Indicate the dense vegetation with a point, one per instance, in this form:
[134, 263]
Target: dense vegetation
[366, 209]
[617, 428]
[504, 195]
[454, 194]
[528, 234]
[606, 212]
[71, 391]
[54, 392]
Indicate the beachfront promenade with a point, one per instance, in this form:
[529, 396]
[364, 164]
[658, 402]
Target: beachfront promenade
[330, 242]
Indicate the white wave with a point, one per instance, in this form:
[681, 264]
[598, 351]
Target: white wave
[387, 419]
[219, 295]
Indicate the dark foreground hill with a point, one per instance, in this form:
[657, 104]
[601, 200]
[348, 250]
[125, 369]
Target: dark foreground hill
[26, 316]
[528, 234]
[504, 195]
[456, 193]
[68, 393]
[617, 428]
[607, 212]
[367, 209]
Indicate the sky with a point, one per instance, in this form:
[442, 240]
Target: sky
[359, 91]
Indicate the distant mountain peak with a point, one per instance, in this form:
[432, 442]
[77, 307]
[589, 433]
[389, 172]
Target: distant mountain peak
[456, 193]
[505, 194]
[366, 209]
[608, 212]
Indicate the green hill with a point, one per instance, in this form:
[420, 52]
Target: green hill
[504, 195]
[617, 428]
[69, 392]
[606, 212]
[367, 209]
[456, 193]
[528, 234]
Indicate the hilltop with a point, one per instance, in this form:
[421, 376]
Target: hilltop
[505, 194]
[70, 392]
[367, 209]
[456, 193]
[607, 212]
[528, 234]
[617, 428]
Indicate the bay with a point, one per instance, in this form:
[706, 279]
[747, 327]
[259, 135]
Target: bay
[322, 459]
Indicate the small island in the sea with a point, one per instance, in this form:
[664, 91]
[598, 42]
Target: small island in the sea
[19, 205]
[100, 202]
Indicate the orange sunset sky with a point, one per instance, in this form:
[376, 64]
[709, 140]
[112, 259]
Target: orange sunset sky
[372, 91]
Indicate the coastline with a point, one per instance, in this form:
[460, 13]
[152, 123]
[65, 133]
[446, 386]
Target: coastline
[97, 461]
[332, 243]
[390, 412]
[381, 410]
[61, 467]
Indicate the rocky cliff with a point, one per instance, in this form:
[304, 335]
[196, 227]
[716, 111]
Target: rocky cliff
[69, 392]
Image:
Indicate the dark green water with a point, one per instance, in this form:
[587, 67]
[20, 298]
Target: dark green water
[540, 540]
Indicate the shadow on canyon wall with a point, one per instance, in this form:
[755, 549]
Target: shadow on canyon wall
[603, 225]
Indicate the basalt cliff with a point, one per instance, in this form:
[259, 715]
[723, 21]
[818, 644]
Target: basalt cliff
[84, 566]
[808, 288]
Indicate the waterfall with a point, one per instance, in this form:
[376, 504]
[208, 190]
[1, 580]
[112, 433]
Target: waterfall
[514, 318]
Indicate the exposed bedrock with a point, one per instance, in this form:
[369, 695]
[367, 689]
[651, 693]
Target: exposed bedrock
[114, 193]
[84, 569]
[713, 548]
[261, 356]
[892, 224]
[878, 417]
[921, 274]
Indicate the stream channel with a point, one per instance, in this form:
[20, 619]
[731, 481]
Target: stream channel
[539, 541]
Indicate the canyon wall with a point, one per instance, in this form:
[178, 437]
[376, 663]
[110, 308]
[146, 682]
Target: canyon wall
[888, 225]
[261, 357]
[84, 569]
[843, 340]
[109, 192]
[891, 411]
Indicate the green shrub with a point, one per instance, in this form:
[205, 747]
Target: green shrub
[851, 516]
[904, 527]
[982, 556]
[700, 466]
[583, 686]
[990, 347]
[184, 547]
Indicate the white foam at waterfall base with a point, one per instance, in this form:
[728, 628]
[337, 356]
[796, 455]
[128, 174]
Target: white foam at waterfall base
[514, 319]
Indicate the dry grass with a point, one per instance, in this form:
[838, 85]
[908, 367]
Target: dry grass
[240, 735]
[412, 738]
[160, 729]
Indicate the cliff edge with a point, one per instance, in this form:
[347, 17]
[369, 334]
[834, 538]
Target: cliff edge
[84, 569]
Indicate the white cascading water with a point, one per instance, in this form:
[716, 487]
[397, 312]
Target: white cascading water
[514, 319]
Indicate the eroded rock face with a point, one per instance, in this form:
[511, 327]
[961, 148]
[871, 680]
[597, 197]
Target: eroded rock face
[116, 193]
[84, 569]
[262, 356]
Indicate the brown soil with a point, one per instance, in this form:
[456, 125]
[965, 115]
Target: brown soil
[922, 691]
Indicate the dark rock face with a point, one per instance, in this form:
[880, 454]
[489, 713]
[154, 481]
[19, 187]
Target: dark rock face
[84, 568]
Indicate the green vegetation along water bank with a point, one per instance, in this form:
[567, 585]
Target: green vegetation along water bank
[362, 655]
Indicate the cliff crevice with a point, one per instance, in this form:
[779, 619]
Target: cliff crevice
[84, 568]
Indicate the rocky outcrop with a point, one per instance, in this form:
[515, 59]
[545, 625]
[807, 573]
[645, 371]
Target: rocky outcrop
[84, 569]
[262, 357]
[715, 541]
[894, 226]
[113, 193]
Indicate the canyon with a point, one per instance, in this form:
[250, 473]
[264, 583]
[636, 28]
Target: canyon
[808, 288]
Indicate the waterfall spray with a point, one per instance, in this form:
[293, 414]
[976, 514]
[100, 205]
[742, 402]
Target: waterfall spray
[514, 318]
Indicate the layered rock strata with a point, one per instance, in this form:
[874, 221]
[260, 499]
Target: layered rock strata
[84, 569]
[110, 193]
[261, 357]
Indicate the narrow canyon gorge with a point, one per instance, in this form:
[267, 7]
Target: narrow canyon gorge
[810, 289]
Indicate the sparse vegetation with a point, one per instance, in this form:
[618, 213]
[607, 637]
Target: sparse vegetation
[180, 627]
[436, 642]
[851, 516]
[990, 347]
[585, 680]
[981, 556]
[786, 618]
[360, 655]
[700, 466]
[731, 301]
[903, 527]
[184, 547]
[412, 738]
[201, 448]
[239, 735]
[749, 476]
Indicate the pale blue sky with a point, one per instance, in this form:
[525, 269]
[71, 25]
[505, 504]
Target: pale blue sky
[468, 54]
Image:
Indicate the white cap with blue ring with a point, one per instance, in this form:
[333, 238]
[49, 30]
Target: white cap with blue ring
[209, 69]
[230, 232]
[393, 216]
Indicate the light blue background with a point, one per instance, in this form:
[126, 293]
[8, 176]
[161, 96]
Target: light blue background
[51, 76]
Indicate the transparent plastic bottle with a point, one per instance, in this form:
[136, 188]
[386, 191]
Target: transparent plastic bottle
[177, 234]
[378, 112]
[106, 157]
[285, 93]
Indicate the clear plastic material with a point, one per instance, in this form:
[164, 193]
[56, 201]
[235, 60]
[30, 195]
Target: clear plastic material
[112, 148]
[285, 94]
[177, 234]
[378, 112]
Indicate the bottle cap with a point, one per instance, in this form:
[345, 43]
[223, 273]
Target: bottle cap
+++++
**Exercise objective**
Repeat the data in its entirety, character for character.

**Written answer**
Indicate the dense vegetation with a point, one per instance, in this form:
[134, 263]
Target: dense vegetation
[366, 209]
[617, 428]
[504, 195]
[454, 194]
[528, 234]
[606, 212]
[71, 391]
[54, 392]
Indicate the beachfront promenade with a point, one per instance, in this form:
[529, 396]
[364, 164]
[658, 402]
Target: beachfront promenade
[330, 242]
Indicate the white wave with a point, one per instance, in this form:
[681, 264]
[598, 351]
Target: white wave
[387, 419]
[219, 295]
Indicate the dark foreground hill with a point, one per instance, in this form:
[657, 104]
[601, 200]
[348, 250]
[125, 369]
Target: dark foreground hill
[26, 316]
[528, 234]
[504, 195]
[456, 193]
[68, 393]
[617, 428]
[607, 212]
[367, 209]
Indicate the sky with a point, one per instance, in this form:
[442, 240]
Target: sky
[359, 91]
Indicate the distant mountain peak with a point, one per instance, in this form:
[432, 442]
[77, 307]
[589, 433]
[389, 172]
Target: distant mountain peak
[456, 193]
[505, 194]
[366, 209]
[608, 212]
Indicate the green hill with a point, one per instance, in this form:
[420, 52]
Target: green hill
[504, 195]
[617, 428]
[69, 392]
[606, 212]
[367, 209]
[456, 193]
[528, 234]
Indicate the hilltop with a point, one per instance, in this form:
[421, 376]
Target: hilltop
[505, 194]
[70, 392]
[367, 209]
[456, 193]
[607, 212]
[528, 234]
[617, 428]
Indicate the bay with a point, one per instance, in this form:
[706, 279]
[747, 327]
[259, 135]
Target: bay
[322, 459]
Indicate the small island in the sea with a point, one per instance, in this form:
[664, 91]
[598, 42]
Target: small island in the sea
[19, 205]
[100, 202]
Indicate the orange sunset sky with a point, one per instance, in this form:
[376, 64]
[709, 140]
[112, 259]
Target: orange sunset sky
[372, 91]
Indicate the coastline with a point, one per instance, in this form:
[460, 13]
[152, 123]
[65, 133]
[446, 386]
Target: coastline
[97, 461]
[332, 243]
[390, 412]
[381, 410]
[61, 467]
Indicate the rocky cliff with a point, one per instance, in this form:
[304, 335]
[196, 227]
[716, 111]
Target: rocky cliff
[69, 392]
Image:
Indicate the dark green water with a point, one per instance, in this form:
[587, 67]
[20, 298]
Target: dark green water
[540, 540]
Indicate the shadow on canyon wall with a point, one per instance, in this form:
[755, 549]
Target: shadow on canyon wall
[603, 225]
Indicate the basalt cliff with a point, one per instance, in this form:
[259, 715]
[723, 21]
[818, 644]
Target: basalt cliff
[84, 566]
[808, 288]
Indicate the waterfall with a point, one per instance, in this form:
[376, 504]
[208, 190]
[1, 580]
[112, 433]
Target: waterfall
[514, 318]
Indicate the exposed bedrock with a point, one per instance, in this form:
[369, 695]
[367, 689]
[651, 693]
Target: exposed bedrock
[114, 193]
[84, 569]
[713, 548]
[261, 356]
[892, 224]
[878, 417]
[921, 274]
Indicate the stream channel with a point, one per instance, in this form:
[20, 619]
[731, 481]
Target: stream channel
[539, 541]
Indicate the canyon wall with a point, one per instance, in this form:
[178, 437]
[376, 663]
[110, 308]
[146, 682]
Target: canyon wall
[888, 225]
[261, 357]
[84, 569]
[843, 340]
[109, 192]
[891, 411]
Indicate the green shrub with a point, one per instance, in this form:
[205, 747]
Target: green shrub
[851, 516]
[904, 527]
[982, 556]
[700, 466]
[583, 686]
[990, 347]
[184, 547]
Indicate the white foam at waterfall base with a point, one per instance, in this form:
[728, 628]
[337, 356]
[796, 455]
[128, 174]
Target: white foam at waterfall base
[514, 319]
Indicate the dry grass with a point, one per instance, in this form:
[838, 85]
[908, 367]
Target: dry grass
[240, 735]
[412, 738]
[160, 729]
Indicate the cliff edge with a point, one per instance, in this form:
[347, 17]
[369, 334]
[834, 538]
Target: cliff edge
[84, 569]
Indicate the white cascading water with a point, one per instance, in this form:
[716, 487]
[397, 312]
Target: white cascading water
[514, 319]
Indicate the eroded rock face with a point, one per instance, in this form:
[511, 327]
[961, 148]
[871, 680]
[597, 197]
Target: eroded rock face
[116, 193]
[84, 569]
[262, 356]
Indicate the brown soil with a point, one per instance, in this form:
[456, 125]
[965, 115]
Target: brown soil
[922, 691]
Indicate the dark rock face with a point, one per instance, in this form:
[880, 454]
[489, 713]
[154, 481]
[19, 187]
Target: dark rock face
[84, 568]
Indicate the green vegetation along water bank with a point, one per instance, in this form:
[567, 585]
Target: green vegetation along water bank
[362, 655]
Indicate the cliff crevice with a point, one per instance, in this form:
[779, 619]
Target: cliff crevice
[84, 568]
Indicate the rocky outcrop with a point, one per instance, in this form:
[515, 59]
[545, 625]
[807, 573]
[645, 371]
Target: rocky outcrop
[84, 569]
[262, 357]
[715, 541]
[894, 226]
[113, 193]
Indicate the canyon with a point, one per instance, in this form:
[250, 473]
[264, 583]
[636, 28]
Target: canyon
[808, 288]
Indicate the waterfall spray with a point, one per instance, in this form:
[293, 414]
[976, 514]
[100, 205]
[742, 402]
Target: waterfall spray
[514, 318]
Indicate the layered rock strata with a point, one per instance, in this form:
[874, 221]
[260, 499]
Target: layered rock strata
[84, 569]
[110, 193]
[261, 357]
Indicate the narrow canyon gorge with a point, one per instance, in this form:
[267, 7]
Target: narrow canyon gorge
[810, 289]
Indicate the sparse vegetation with a point, one per instance, in this form:
[618, 213]
[607, 637]
Target: sparse vegetation
[180, 627]
[436, 642]
[851, 516]
[990, 347]
[585, 680]
[981, 556]
[786, 618]
[360, 655]
[700, 466]
[731, 301]
[903, 527]
[184, 547]
[412, 738]
[201, 448]
[239, 735]
[749, 476]
Indicate the pale blue sky with a point, one per instance, in this form:
[525, 269]
[71, 25]
[505, 504]
Target: pale blue sky
[468, 54]
Image:
Indicate the white cap with blue ring with a point, one per instance, in this form:
[333, 238]
[49, 30]
Target: white cap with blue ring
[209, 69]
[230, 232]
[393, 216]
Indicate the light blue background with a point, one per instance, in this form:
[126, 293]
[8, 176]
[161, 96]
Target: light blue background
[51, 76]
Indicate the transparent plastic bottle with a point, one per instance, in this form:
[136, 188]
[386, 191]
Target: transparent plastic bottle
[177, 234]
[378, 112]
[106, 157]
[285, 93]
Indicate the clear plastic material with a point, one per instance, in this form:
[164, 193]
[56, 201]
[235, 60]
[30, 195]
Target: clear plastic material
[112, 148]
[285, 94]
[177, 234]
[378, 112]
Indicate the bottle cap with a point, one per instance, in this form:
[345, 43]
[223, 273]
Target: bottle cap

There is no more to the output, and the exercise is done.